PROBLEM TO WORK ON: Each line of the listing where "tiled" appears should be reported.
═══ EXTRACTED INFORMATION
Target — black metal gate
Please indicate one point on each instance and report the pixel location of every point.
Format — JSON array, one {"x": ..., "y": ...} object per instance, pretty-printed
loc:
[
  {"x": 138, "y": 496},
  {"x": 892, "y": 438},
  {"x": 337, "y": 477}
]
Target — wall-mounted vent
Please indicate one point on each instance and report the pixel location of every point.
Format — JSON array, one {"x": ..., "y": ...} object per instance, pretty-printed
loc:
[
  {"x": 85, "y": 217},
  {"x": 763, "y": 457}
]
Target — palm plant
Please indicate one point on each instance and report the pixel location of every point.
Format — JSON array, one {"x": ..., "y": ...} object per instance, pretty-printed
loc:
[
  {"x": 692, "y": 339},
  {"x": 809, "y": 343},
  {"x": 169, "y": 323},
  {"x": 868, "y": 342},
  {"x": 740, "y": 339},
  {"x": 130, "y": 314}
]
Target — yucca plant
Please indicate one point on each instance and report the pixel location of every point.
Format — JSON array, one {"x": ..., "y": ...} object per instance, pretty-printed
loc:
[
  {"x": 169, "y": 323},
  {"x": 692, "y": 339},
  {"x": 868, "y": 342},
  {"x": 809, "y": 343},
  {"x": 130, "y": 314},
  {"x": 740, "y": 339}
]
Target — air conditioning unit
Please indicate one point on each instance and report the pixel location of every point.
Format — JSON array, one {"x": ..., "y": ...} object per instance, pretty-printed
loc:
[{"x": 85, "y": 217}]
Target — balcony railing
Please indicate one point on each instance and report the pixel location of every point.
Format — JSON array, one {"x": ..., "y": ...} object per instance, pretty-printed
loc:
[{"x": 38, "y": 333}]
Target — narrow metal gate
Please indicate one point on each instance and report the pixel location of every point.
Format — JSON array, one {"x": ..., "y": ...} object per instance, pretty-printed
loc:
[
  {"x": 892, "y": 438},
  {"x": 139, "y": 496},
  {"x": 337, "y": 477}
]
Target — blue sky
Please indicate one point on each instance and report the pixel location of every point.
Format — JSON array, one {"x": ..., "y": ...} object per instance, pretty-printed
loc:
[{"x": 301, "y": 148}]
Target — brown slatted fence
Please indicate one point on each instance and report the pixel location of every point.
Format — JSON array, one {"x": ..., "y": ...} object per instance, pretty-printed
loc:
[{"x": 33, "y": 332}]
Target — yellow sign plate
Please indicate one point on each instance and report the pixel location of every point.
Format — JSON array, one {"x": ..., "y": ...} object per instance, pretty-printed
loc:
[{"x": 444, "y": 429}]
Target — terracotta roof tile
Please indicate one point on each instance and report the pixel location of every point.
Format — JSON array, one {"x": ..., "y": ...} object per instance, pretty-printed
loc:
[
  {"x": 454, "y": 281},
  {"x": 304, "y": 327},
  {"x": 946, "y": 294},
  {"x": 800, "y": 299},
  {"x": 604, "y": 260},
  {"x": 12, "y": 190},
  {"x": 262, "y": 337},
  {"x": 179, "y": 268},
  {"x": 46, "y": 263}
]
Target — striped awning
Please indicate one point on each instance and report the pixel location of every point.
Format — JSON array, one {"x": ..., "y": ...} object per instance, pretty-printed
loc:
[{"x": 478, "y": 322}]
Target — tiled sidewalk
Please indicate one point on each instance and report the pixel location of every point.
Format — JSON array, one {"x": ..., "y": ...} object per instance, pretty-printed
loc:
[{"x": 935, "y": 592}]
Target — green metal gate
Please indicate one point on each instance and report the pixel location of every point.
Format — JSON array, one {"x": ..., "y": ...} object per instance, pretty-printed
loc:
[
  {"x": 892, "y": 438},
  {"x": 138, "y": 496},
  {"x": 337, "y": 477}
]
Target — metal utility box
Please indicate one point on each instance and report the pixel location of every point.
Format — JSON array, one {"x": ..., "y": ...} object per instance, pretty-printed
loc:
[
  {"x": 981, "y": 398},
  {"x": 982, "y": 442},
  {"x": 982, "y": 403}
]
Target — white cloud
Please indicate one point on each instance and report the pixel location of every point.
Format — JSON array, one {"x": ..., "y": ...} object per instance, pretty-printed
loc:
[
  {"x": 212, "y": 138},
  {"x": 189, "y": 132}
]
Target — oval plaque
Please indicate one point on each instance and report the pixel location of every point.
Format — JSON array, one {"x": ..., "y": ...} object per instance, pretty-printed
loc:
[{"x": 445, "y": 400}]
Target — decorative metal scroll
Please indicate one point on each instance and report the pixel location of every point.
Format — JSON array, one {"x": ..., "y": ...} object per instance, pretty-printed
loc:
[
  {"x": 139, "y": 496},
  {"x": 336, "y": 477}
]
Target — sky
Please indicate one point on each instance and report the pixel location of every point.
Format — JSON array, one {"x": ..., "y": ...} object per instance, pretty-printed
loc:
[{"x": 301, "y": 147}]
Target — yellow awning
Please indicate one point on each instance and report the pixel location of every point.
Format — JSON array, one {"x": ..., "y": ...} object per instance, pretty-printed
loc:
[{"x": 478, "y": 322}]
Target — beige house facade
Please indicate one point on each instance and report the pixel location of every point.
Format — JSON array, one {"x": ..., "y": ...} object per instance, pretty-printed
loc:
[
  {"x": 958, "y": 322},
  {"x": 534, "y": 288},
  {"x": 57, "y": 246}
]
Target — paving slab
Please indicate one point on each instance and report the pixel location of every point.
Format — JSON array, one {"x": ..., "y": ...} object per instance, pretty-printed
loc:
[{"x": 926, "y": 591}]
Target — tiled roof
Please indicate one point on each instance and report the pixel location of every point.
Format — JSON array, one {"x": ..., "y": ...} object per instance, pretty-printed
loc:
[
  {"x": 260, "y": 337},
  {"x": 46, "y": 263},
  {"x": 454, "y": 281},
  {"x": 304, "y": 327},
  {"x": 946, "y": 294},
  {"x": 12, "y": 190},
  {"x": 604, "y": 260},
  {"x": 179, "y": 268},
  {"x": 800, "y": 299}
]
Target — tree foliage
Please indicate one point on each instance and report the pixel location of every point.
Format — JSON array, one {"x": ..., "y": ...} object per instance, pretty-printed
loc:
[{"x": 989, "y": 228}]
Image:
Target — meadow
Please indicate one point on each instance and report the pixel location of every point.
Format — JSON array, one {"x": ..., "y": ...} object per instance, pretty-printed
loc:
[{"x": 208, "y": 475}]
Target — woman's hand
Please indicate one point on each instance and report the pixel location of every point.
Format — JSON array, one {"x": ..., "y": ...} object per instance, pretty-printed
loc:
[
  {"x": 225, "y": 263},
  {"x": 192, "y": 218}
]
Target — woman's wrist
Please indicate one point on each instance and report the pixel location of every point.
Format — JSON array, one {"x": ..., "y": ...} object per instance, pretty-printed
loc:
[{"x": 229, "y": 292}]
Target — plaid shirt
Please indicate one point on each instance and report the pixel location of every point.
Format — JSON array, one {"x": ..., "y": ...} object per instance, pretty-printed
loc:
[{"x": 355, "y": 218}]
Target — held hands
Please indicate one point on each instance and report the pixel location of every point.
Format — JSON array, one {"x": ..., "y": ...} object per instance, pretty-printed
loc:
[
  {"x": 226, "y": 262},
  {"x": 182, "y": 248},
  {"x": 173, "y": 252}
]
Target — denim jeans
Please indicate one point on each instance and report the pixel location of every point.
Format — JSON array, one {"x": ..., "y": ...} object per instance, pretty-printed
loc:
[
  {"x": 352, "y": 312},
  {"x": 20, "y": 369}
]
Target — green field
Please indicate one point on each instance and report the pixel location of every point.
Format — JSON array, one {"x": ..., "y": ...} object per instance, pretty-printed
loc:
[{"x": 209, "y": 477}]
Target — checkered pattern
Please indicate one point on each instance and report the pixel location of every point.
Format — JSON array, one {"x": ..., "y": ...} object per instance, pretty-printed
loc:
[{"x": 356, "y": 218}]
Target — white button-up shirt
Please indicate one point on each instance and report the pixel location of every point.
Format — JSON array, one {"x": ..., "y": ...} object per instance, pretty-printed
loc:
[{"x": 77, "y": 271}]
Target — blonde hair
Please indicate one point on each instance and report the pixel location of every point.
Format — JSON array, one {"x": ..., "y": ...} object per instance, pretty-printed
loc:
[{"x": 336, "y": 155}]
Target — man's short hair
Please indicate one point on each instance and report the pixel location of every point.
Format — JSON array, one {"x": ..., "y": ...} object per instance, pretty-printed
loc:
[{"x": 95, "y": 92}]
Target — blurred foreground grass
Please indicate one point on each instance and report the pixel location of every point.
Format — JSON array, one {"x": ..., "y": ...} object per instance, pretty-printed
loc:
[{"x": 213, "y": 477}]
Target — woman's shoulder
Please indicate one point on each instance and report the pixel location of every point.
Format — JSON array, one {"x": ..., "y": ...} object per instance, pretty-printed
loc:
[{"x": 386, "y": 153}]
══════
═══ EXTRACTED INFORMATION
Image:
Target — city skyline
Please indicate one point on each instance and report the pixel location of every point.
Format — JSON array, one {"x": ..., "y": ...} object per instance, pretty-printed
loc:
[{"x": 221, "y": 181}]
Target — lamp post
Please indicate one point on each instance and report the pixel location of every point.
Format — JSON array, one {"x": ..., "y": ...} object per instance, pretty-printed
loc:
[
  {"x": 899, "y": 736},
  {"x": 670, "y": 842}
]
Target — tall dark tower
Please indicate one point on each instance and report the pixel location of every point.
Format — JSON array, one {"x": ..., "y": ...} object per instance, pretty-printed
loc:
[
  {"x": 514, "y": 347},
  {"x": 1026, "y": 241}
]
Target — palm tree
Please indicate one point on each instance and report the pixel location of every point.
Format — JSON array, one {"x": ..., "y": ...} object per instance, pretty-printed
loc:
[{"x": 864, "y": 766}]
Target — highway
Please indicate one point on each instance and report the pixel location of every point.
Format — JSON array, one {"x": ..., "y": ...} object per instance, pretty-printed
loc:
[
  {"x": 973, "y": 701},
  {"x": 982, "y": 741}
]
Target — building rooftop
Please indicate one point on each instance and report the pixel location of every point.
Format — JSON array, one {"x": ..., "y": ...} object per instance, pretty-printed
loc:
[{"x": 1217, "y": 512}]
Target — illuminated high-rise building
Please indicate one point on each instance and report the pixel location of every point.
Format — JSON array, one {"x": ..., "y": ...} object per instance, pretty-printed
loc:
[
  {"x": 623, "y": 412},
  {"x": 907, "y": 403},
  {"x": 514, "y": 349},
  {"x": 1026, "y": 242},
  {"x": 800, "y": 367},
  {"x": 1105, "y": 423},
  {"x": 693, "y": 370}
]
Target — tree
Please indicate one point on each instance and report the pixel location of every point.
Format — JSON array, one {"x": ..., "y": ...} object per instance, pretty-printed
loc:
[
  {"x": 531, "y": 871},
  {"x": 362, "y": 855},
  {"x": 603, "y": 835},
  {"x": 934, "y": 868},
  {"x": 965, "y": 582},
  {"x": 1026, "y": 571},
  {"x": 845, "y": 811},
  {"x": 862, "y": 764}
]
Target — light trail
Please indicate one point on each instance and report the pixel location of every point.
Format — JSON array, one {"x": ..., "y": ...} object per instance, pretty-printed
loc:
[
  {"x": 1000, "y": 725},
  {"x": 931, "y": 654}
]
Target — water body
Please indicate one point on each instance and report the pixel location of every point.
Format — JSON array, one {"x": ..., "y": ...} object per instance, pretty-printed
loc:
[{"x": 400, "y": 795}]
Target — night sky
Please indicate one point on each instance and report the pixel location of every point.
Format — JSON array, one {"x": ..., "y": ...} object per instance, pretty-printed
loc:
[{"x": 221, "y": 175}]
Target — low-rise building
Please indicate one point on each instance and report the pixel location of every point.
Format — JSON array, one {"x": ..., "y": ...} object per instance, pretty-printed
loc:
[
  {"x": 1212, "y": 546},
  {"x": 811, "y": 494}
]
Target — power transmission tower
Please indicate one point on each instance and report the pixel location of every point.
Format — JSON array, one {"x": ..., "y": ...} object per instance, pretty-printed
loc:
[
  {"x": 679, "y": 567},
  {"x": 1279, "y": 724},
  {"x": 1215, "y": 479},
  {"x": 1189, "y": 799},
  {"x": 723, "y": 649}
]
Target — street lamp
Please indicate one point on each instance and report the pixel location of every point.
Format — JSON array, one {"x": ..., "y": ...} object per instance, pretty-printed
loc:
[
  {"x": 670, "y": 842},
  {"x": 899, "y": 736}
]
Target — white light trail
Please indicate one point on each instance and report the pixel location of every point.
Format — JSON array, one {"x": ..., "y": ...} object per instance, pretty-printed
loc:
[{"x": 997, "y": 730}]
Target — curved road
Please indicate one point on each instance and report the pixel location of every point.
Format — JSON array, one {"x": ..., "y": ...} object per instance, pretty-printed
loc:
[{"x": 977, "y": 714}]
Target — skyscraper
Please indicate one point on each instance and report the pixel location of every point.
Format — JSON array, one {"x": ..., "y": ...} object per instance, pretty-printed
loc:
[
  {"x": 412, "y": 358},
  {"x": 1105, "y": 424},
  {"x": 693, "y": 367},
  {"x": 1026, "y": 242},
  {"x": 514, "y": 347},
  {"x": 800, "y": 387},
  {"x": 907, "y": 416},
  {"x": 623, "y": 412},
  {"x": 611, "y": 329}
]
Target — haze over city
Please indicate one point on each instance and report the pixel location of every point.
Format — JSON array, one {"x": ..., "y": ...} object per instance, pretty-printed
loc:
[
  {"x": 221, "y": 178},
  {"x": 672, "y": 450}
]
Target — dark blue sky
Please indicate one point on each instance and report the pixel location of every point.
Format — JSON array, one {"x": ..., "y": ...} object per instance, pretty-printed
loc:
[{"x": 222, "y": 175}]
══════
═══ EXTRACTED INFORMATION
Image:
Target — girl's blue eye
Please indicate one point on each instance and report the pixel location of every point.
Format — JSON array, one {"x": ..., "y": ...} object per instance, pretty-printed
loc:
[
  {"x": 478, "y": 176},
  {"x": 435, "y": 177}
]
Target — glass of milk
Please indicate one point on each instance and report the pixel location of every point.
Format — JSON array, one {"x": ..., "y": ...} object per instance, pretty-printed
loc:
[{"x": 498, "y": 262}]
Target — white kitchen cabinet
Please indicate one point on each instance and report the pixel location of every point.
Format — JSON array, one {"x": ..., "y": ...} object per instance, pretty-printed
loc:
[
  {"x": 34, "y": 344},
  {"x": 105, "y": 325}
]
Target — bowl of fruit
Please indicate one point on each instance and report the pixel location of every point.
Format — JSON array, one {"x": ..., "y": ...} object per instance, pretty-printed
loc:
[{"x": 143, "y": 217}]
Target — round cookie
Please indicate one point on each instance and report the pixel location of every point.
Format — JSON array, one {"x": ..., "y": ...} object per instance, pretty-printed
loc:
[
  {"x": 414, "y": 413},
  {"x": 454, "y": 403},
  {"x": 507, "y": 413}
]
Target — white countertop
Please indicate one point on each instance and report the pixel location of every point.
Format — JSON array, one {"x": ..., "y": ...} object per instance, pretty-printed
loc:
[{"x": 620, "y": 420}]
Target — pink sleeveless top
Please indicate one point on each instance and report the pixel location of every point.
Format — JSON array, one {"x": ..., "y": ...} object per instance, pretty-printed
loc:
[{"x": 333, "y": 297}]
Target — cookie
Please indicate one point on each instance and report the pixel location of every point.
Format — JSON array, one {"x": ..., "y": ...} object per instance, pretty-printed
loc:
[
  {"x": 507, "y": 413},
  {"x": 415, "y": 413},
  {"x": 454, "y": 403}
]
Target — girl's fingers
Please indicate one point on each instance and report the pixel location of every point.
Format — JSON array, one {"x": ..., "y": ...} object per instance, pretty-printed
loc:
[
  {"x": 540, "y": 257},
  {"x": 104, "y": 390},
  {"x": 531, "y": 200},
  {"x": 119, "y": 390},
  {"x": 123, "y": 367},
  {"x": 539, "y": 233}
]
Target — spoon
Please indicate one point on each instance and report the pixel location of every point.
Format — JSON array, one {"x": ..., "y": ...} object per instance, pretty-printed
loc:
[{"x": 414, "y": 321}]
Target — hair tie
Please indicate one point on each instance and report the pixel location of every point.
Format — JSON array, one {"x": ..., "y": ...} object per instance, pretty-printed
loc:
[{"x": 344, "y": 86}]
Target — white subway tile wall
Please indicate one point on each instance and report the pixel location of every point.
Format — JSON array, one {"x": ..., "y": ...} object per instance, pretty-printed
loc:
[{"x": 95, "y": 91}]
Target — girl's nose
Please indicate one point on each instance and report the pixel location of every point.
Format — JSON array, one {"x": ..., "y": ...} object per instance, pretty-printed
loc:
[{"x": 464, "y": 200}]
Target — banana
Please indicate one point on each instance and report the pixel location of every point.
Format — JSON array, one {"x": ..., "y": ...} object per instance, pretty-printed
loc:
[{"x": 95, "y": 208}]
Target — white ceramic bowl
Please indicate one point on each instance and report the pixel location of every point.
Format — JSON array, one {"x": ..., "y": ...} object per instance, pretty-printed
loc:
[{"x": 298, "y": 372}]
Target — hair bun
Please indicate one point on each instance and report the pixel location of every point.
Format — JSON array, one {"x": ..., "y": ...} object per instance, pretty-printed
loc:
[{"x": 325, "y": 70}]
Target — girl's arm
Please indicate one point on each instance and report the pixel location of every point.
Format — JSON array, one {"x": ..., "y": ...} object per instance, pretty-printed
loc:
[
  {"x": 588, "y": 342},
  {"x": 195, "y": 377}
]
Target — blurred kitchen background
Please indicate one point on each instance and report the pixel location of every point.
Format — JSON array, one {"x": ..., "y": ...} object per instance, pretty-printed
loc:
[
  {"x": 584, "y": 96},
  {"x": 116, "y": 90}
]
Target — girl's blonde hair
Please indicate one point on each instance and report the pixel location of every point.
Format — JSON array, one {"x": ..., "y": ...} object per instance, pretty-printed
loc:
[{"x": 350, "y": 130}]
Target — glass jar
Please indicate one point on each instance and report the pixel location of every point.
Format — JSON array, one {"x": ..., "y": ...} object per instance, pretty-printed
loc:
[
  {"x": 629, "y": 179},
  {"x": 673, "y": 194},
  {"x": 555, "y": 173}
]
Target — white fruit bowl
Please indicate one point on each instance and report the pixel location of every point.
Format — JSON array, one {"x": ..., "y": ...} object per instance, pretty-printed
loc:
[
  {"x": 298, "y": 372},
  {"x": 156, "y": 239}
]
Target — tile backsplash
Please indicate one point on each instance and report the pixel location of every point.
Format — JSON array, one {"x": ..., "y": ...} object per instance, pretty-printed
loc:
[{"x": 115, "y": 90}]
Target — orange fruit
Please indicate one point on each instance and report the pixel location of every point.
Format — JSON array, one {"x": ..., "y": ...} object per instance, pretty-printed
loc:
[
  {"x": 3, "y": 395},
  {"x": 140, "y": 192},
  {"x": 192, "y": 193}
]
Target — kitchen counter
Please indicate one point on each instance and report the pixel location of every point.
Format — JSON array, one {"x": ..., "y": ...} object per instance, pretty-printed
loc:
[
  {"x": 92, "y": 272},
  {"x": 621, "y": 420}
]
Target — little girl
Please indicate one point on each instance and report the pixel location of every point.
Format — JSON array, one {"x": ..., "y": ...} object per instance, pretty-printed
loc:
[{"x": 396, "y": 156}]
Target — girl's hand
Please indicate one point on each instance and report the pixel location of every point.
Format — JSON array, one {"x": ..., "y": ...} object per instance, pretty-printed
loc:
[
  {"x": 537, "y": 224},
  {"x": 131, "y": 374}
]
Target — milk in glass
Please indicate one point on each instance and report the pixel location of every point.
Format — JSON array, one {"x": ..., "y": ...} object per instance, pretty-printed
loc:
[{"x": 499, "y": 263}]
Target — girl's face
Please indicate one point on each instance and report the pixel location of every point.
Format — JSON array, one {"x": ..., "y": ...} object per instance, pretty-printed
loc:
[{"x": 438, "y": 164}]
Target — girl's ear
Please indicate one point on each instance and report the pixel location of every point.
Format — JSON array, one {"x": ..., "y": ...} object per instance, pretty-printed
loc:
══════
WRITTEN SOLUTION:
Target — tiled sidewalk
Target — tiled roof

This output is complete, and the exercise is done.